What this task involves =>
Your answer must be the full listing, reproduced exactly.
-------- Provided information
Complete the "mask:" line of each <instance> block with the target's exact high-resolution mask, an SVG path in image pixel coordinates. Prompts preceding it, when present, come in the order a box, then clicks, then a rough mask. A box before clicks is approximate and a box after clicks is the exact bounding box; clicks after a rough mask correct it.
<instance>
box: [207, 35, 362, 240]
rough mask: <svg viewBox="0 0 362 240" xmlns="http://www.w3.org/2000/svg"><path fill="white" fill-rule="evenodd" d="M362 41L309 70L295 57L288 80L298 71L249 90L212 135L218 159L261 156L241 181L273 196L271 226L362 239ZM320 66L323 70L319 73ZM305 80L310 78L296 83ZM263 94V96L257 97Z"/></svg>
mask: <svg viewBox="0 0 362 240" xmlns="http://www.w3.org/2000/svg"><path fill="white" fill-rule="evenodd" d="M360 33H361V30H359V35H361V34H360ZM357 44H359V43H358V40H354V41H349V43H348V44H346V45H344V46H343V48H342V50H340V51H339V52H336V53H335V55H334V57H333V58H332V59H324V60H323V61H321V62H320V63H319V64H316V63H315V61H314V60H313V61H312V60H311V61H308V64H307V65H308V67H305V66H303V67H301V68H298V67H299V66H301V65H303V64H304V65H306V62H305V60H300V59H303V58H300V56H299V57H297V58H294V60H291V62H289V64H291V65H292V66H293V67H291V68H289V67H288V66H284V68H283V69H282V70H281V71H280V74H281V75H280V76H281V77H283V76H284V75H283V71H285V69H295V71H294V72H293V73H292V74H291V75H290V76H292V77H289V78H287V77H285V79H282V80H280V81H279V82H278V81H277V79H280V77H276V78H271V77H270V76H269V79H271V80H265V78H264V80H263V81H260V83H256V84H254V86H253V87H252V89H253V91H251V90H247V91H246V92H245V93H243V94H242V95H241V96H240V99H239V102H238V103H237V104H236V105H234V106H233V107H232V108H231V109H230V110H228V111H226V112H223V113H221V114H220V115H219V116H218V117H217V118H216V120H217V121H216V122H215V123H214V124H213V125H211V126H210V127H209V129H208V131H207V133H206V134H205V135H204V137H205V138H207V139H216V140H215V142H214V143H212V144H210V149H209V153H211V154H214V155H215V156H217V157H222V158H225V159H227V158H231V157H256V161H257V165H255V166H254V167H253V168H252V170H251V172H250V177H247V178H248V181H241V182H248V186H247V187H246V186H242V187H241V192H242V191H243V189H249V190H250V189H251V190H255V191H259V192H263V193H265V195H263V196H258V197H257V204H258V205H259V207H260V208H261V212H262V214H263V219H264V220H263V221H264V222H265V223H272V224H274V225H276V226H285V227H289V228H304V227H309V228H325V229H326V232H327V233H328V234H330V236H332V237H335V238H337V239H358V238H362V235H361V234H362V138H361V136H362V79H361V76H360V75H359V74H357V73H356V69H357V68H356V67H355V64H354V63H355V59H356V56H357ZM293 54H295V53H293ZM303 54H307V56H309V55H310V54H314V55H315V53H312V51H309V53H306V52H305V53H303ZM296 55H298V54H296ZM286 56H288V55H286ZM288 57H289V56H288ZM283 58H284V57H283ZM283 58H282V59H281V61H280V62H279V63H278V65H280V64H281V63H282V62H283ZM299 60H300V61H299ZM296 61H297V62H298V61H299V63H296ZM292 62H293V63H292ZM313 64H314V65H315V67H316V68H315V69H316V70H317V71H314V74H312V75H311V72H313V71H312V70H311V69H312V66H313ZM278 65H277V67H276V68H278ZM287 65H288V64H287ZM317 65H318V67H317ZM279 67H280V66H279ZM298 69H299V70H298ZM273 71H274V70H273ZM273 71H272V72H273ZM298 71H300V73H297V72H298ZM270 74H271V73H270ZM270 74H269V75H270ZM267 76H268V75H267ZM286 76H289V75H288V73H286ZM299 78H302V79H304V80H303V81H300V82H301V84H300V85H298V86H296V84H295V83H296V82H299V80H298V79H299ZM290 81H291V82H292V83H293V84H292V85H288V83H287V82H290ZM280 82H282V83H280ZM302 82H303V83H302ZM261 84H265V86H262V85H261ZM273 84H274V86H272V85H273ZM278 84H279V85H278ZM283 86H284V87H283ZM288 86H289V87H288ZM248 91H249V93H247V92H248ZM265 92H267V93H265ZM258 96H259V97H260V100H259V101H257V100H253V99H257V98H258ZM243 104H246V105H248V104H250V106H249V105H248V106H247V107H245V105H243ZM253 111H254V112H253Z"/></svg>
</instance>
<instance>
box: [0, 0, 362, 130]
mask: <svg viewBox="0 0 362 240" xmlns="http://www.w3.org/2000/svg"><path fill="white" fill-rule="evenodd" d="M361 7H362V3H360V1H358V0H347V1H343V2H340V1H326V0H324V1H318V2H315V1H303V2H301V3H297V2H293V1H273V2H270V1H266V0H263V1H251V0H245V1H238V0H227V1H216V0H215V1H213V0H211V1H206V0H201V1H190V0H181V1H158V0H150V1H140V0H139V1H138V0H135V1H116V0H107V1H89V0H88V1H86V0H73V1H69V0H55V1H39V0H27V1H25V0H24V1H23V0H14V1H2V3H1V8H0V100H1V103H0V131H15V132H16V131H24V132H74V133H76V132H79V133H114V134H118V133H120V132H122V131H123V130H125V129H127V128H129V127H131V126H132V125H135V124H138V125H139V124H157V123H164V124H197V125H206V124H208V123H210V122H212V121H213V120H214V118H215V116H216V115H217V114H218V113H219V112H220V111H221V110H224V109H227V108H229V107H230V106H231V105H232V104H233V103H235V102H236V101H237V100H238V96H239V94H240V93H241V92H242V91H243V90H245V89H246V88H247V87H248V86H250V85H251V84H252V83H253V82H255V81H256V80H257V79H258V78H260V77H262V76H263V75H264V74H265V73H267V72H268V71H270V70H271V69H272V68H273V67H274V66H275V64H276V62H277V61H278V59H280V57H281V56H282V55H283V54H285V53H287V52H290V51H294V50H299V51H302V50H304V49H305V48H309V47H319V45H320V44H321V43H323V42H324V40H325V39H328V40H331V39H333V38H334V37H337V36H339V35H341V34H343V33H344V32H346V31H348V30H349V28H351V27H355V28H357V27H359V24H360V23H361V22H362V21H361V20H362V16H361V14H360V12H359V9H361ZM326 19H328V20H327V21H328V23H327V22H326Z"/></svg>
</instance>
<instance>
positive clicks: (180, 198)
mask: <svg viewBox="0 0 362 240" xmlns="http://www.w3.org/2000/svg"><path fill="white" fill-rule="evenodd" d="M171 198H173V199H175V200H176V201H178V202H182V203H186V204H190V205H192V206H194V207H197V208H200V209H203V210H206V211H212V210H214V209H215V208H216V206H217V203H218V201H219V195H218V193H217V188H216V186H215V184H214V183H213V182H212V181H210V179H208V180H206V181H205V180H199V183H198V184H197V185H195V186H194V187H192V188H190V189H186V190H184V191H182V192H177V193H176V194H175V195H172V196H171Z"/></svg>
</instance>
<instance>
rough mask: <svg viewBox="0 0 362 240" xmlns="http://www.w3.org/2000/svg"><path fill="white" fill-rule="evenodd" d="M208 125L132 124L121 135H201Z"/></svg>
----------------
Reply =>
Complete the "mask:" line of each <instance> block with the target's exact high-resolution mask, an SVG path in image pixel coordinates. Prompts preceding it, when present, come in the order a box, then clicks, then a rough mask. A box before clicks is approximate and a box after clicks is the exact bounding box; clicks after a rough mask correct it.
<instance>
box: [207, 35, 362, 240]
rough mask: <svg viewBox="0 0 362 240" xmlns="http://www.w3.org/2000/svg"><path fill="white" fill-rule="evenodd" d="M362 41L309 70L295 57L288 80L298 71L249 90L212 135L218 159L261 156L241 181L273 196L271 226L362 239ZM320 66L323 70L319 73ZM305 80L310 78L296 83ZM263 94V96L257 97Z"/></svg>
mask: <svg viewBox="0 0 362 240" xmlns="http://www.w3.org/2000/svg"><path fill="white" fill-rule="evenodd" d="M360 33H361V30H359V35H361V34H360ZM357 44H359V43H358V40H354V41H349V43H348V44H346V45H344V46H343V48H342V50H340V51H339V52H336V53H335V55H334V57H333V58H332V59H324V60H323V61H321V62H320V63H319V64H316V63H315V61H314V60H313V61H312V60H311V61H308V64H307V65H308V67H305V66H303V67H301V68H298V67H299V66H301V65H303V64H304V65H306V62H305V60H300V59H303V58H300V56H299V57H297V58H294V60H291V62H289V64H291V65H292V66H293V67H291V68H289V67H288V66H284V68H283V69H282V70H281V71H280V74H281V75H280V76H281V77H283V76H284V75H283V71H285V69H295V71H294V72H293V73H292V74H291V75H290V76H292V77H289V78H287V77H285V79H282V80H280V81H279V82H278V81H277V79H280V77H276V78H271V77H270V76H269V79H271V80H265V78H264V80H263V81H260V83H256V84H254V86H253V87H252V89H253V91H251V90H247V91H246V92H245V93H243V94H242V95H241V96H240V99H239V102H238V103H237V104H236V105H234V106H233V107H232V108H231V109H230V110H228V111H226V112H223V113H221V114H220V115H219V116H218V117H217V118H216V120H217V121H216V122H215V123H214V124H213V125H211V126H210V127H209V129H208V131H207V133H206V134H205V135H204V137H205V138H207V139H216V140H215V142H214V143H212V144H210V149H209V153H211V154H214V155H215V156H217V157H222V158H225V159H227V158H231V157H256V161H257V165H255V166H254V167H253V168H252V170H251V172H250V177H247V178H248V181H241V182H248V186H247V187H246V186H242V187H241V192H242V191H243V189H249V190H250V189H251V190H255V191H259V192H263V193H265V195H263V196H258V197H257V204H258V205H259V207H260V208H261V212H262V214H263V219H264V220H263V221H264V222H265V223H272V224H274V225H276V226H285V227H289V228H304V227H309V228H325V229H326V232H327V233H328V234H330V236H332V237H335V238H337V239H358V238H362V235H361V234H362V138H361V136H362V79H361V76H360V75H359V74H357V73H356V69H357V68H356V67H355V64H354V63H355V59H356V56H357ZM293 54H295V53H293ZM303 54H307V56H309V55H310V54H314V55H315V53H312V51H309V53H306V52H305V53H303ZM296 55H298V54H296ZM286 56H288V55H286ZM288 57H289V56H288ZM283 58H284V57H283ZM283 58H282V59H281V61H280V62H279V63H278V65H280V64H281V63H282V62H283ZM299 60H300V61H299ZM296 61H297V62H298V61H299V63H296ZM292 62H293V63H292ZM313 64H314V65H315V67H316V68H315V69H316V70H317V71H314V74H312V75H311V72H313V71H312V70H311V69H312V66H313ZM278 65H277V67H276V68H278ZM287 65H288V64H287ZM317 65H318V67H317ZM279 67H280V66H279ZM298 69H299V70H298ZM273 71H274V70H273ZM273 71H272V72H273ZM298 71H300V73H297V72H298ZM270 74H271V73H270ZM270 74H269V75H270ZM267 76H268V75H267ZM286 76H289V75H288V73H286ZM299 78H302V79H304V80H303V81H300V82H301V84H300V85H298V86H296V84H295V83H296V82H299V80H298V79H299ZM290 81H291V82H292V83H293V84H292V85H288V83H287V82H290ZM280 82H282V83H280ZM302 82H303V83H302ZM261 84H265V86H262V85H261ZM273 84H274V86H272V85H273ZM278 84H279V85H278ZM283 86H284V87H283ZM288 86H289V87H288ZM248 91H249V93H247V92H248ZM265 92H267V93H265ZM258 96H259V97H260V100H259V101H257V100H253V99H257V98H258ZM243 104H246V105H248V104H250V106H249V105H248V106H247V107H245V105H243ZM253 111H254V112H253Z"/></svg>
</instance>
<instance>
box: [0, 0, 362, 130]
mask: <svg viewBox="0 0 362 240" xmlns="http://www.w3.org/2000/svg"><path fill="white" fill-rule="evenodd" d="M361 7H362V3H360V1H358V0H347V1H343V2H340V1H326V0H324V1H318V2H315V1H303V2H301V3H297V2H293V1H273V2H270V1H266V0H263V1H251V0H245V1H238V0H227V1H216V0H215V1H213V0H211V1H206V0H201V1H190V0H181V1H158V0H150V1H140V0H139V1H138V0H135V1H116V0H107V1H89V0H88V1H86V0H73V1H69V0H55V1H39V0H27V1H25V0H24V1H23V0H14V1H2V3H1V8H0V100H1V103H0V131H15V132H16V131H24V132H74V133H76V132H79V133H114V134H118V133H120V132H122V131H123V130H125V129H127V128H129V127H131V126H132V125H135V124H138V125H139V124H157V123H164V124H197V125H206V124H208V123H210V122H212V121H213V120H214V118H215V116H216V115H217V114H218V113H219V112H220V111H221V110H224V109H227V108H229V107H230V106H231V105H232V104H233V103H235V102H236V101H237V100H238V96H239V94H240V93H241V92H242V91H243V90H245V89H246V88H247V87H248V86H250V85H251V84H252V83H253V82H255V81H256V80H257V79H258V78H260V77H262V76H263V75H264V74H265V73H267V72H268V71H270V70H271V69H272V68H273V67H274V66H275V64H276V62H277V61H278V59H280V57H281V56H282V55H283V54H285V53H287V52H290V51H294V50H299V51H302V50H304V49H305V48H309V47H319V45H320V44H321V43H323V42H324V40H325V39H328V40H331V39H333V38H334V37H337V36H339V35H341V34H343V33H344V32H346V31H348V30H349V28H351V27H355V28H357V27H359V24H360V23H361V22H362V21H361V20H362V16H361V14H360V12H359V9H361ZM326 19H328V20H327V21H328V23H327V22H326Z"/></svg>
</instance>
<instance>
positive clicks: (180, 198)
mask: <svg viewBox="0 0 362 240" xmlns="http://www.w3.org/2000/svg"><path fill="white" fill-rule="evenodd" d="M171 198H173V199H175V200H176V201H178V202H182V203H186V204H190V205H192V206H194V207H197V208H200V209H203V210H206V211H212V210H214V209H215V208H216V206H217V203H218V201H219V195H218V193H217V188H216V186H215V184H214V183H213V182H212V181H210V179H208V180H206V181H205V180H199V183H198V184H197V185H195V186H194V187H192V188H190V189H186V190H184V191H182V192H177V193H176V194H175V195H172V196H171Z"/></svg>
</instance>
<instance>
rough mask: <svg viewBox="0 0 362 240" xmlns="http://www.w3.org/2000/svg"><path fill="white" fill-rule="evenodd" d="M208 125L132 124L121 135H201Z"/></svg>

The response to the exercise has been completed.